▶ _YOUR OBJECTIVE_
Restate only the tail of the data below, starting at the line that contains "Target: white window frame" and including the last line, word for word.

(Stored items from a collection)
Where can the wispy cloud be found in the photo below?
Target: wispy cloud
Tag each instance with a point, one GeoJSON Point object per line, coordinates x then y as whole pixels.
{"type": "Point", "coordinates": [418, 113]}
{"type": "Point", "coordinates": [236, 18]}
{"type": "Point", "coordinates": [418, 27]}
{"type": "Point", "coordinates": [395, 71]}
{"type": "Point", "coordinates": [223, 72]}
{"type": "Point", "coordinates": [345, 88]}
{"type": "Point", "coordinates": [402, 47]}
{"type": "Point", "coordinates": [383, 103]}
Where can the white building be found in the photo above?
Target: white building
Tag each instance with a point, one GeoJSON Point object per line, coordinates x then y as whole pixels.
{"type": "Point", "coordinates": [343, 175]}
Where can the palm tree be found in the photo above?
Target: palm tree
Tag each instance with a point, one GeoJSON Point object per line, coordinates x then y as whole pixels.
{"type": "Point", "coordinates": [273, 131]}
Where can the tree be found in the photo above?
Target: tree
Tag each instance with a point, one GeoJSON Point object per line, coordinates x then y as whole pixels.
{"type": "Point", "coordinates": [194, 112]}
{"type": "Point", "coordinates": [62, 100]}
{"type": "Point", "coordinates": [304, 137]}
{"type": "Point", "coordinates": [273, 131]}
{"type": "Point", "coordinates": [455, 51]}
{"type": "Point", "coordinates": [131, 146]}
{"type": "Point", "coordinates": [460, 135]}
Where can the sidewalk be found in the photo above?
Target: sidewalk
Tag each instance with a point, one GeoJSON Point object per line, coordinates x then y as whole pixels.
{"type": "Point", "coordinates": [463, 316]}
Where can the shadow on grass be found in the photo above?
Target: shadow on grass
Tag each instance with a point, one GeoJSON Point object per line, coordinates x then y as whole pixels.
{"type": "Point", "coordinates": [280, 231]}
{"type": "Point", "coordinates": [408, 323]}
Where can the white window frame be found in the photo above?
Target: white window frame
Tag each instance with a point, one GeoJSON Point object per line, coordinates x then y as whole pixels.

▶ _SOLUTION FOR THIS EXERCISE_
Target: white window frame
Tag each instance with a point, one GeoJSON Point object per line, coordinates x then y as whole pixels.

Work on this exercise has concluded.